EXERCICE COURT 1 - Recopiez mot pour mot le passage du texte sur la Fifa qui s'ouvre sur les mots contenant "Le détail des" et se referme sur "quatrième fois seulement.".
EXERCICE COURT 2 - Poursuivez le texte sur la Fifa à partir de l'endroit où il s'interrompt.

EXTRAIT DU TEXTE -

Le “gouvernement mondial du football”, c’est l’autre nom de la toute-puissante Fifa. Un gouvernement richissime, avec une majorité de “ministres” encore en poste soupçonnés de corruption ou de conflit d’intérêts, comme le relève Le Lanceur. L’élection d’un nouveau président, le 26 février, après des années de clientélisme et de corruption sous les “règnes” Blatter et Havelange, va-t-elle révolutionner l’“État” Fifa ?
Le détail des affaires qui mettent en cause les principaux responsables de la FIFA.
Fermez les yeux. Et imaginez si la Fédération internationale de football était un État. Avec son gouvernement, ses lois, sa géopolitique propres. Le Valaisan Sepp Blatter en serait le chef des armées, un Caudillo suisse sacré en 1998, passant indemne au travers de chaque scandale… jusqu’en 2015. Élu cinq fois, comme Noursoultan Nazarbaïev, le dictateur du Kazakhstan, l’Helvète a fait mieux, à l’aube de ses 80 bougies, qu’Islom Karimov, réélu l’an dernier à 77 ans à la présidence de l’Ouzbékistan, pour la quatrième fois seulement.

Relevés de coordonnées annotés -
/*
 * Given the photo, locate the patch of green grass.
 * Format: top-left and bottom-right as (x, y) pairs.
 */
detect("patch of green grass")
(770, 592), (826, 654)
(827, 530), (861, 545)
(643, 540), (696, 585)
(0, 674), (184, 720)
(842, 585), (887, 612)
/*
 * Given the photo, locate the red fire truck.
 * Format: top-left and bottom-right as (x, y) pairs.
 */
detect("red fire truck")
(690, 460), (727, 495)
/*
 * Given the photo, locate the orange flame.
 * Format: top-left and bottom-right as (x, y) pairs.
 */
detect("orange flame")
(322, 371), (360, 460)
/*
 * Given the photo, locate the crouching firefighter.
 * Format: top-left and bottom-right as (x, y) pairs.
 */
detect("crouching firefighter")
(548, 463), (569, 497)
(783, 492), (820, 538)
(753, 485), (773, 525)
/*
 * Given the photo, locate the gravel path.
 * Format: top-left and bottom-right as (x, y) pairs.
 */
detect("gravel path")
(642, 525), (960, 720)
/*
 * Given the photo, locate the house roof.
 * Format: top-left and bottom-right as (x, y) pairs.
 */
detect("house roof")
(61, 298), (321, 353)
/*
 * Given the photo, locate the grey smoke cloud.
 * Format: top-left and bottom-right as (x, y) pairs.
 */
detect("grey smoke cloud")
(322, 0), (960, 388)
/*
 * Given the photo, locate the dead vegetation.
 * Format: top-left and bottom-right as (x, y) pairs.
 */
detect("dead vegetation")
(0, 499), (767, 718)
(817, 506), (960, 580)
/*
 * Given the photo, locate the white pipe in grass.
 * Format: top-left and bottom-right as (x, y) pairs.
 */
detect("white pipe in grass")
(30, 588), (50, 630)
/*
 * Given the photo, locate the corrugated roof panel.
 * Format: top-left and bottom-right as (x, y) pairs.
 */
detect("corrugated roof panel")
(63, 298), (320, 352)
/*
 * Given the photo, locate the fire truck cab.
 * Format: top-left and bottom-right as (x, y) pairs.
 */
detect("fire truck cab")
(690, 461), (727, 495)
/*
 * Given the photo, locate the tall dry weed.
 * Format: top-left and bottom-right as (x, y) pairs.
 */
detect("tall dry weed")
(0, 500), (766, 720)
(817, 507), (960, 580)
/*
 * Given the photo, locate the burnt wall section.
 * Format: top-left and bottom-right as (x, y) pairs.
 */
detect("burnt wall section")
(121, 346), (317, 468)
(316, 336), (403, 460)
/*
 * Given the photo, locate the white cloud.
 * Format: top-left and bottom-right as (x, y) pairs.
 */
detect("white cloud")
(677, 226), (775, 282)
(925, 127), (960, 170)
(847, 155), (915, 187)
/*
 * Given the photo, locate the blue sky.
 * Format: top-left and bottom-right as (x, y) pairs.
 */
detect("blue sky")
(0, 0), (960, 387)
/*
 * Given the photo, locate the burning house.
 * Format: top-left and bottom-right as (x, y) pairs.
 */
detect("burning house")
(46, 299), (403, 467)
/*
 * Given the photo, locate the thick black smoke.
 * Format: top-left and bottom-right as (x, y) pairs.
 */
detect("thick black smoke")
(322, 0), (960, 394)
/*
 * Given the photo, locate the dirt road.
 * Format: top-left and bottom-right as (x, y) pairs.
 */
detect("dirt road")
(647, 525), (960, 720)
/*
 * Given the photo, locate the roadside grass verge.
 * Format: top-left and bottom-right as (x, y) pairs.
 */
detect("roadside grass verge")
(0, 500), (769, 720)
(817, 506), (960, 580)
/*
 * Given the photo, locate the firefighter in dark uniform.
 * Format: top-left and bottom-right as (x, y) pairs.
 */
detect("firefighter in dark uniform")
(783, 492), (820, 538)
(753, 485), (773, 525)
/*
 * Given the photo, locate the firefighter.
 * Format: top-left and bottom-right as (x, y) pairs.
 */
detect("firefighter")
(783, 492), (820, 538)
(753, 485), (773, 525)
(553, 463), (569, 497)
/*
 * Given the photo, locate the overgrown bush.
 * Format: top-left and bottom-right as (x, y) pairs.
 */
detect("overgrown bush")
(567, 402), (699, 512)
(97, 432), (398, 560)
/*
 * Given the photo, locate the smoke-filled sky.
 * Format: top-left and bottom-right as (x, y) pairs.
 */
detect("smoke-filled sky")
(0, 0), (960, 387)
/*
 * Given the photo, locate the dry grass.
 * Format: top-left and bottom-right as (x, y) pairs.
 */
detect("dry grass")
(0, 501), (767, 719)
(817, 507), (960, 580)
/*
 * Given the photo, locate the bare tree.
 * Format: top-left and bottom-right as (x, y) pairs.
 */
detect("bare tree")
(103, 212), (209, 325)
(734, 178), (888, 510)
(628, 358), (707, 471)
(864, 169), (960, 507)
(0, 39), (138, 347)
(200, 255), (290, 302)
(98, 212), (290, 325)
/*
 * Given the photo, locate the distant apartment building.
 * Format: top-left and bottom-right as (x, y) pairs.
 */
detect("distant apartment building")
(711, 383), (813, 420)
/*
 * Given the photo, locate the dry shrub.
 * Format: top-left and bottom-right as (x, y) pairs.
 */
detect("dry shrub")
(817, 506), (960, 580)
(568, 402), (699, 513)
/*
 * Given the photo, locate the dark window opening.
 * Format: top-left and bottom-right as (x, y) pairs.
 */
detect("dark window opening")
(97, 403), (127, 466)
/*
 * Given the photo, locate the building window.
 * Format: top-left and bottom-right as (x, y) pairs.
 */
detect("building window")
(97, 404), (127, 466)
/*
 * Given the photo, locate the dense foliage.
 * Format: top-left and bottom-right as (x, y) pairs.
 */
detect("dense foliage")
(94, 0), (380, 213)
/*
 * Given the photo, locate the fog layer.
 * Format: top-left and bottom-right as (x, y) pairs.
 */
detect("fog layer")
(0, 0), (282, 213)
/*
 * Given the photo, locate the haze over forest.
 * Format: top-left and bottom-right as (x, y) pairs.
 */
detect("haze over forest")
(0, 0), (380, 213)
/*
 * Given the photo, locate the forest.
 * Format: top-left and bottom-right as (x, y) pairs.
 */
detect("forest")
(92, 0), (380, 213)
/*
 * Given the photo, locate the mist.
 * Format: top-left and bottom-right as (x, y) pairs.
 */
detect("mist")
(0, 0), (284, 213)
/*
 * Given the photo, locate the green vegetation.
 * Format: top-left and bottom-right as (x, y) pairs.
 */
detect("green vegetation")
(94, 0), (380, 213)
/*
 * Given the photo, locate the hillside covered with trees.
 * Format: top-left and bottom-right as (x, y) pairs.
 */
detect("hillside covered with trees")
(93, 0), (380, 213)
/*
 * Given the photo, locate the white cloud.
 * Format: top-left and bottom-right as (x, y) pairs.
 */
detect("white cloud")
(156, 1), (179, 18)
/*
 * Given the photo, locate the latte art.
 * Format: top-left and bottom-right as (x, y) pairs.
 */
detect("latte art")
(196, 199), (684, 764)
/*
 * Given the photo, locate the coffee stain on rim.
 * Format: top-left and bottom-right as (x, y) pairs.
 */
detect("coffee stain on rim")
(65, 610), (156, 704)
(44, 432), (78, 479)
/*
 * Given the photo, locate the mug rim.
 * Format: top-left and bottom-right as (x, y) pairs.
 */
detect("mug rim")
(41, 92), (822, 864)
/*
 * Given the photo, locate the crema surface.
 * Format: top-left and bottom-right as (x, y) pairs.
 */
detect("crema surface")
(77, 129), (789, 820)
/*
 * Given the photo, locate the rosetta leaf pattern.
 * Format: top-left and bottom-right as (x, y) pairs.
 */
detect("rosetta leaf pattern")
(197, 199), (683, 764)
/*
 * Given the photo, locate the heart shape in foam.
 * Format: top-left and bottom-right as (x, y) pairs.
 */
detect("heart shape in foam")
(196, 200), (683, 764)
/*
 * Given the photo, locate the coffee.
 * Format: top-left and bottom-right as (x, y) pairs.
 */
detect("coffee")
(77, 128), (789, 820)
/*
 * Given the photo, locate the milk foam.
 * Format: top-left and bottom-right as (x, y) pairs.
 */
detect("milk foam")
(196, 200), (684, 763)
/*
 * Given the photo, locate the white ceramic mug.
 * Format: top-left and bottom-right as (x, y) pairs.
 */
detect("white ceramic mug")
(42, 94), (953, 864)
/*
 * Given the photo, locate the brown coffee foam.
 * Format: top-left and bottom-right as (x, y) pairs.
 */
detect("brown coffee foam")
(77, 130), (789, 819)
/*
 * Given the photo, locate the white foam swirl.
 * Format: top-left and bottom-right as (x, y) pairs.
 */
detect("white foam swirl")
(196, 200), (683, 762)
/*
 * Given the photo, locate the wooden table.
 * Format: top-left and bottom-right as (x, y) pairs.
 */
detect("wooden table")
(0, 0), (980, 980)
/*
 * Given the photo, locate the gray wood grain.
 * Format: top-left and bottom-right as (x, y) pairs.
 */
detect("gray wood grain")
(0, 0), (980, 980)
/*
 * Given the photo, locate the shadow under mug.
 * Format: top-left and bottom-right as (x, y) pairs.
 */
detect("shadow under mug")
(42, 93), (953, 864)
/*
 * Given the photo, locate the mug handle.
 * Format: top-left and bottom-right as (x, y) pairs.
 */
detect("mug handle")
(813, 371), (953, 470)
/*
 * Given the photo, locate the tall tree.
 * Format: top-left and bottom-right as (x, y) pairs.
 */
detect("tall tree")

RÉPONSE RÉDIGÉE 1 -
Le détail des affaires qui mettent en cause les principaux responsables de la FIFA.
Fermez les yeux. Et imaginez si la Fédération internationale de football était un État. Avec son gouvernement, ses lois, sa géopolitique propres. Le Valaisan Sepp Blatter en serait le chef des armées, un Caudillo suisse sacré en 1998, passant indemne au travers de chaque scandale… jusqu’en 2015. Élu cinq fois, comme Noursoultan Nazarbaïev, le dictateur du Kazakhstan, l’Helvète a fait mieux, à l’aube de ses 80 bougies, qu’Islom Karimov, réélu l’an dernier à 77 ans à la présidence de l’Ouzbékistan, pour la quatrième fois seulement.

RÉPONSE RÉDIGÉE 2 -
Comme dans ces “démocraties présidentielles” de l’Asie centrale, le président Blatter a souvent dû combattre des adversaires peu crédibles. Ou simplement contre soi-même. Comme en 2011 quand le sulfureux Qatari Mohammed Bin Hammam, banni à vie du monde du football pour corruption, a dû se retirer de la course. Aucune fédération n’a eu le courage de valider la provocante candidature du journaliste américain Grant Wahl. La peur de représailles, peut-être.
Des “ministres” corrompus
Fermez les yeux, et imaginez si la Fifa était un État. Le peuple devrait accepter un système de corruption perpétuel, depuis des décennies. Tout le monde sait mais, comme dans un État autoritaire, les opposants sont systématiquement écartés, délégitimés, rendus inoffensifs. Et malgré le “Fifagate”, malgré tous les événements de 2015, en dépit des vagues de démissions, des suspensions, des arrestations, malgré ces coups de balai continus, les membres du comité exécutif de la Fifa, ministres d’un gouvernement noir du football mondial, sont toujours en poste, et affichent un curriculum vitæ digne d’une famille criminelle. S’ils tombent les uns après les autres, une majorité est passée à travers les gouttes. Sur les vingt-quatre membres du comité exécutif, ce “cabinet noir”, Le Lanceur a relevé que quatorze sont soupçonnés de corruption, de conflit d’intérêts majeur ou sous les feux de la justice (lire “Le cabinet noir de la Fifa”).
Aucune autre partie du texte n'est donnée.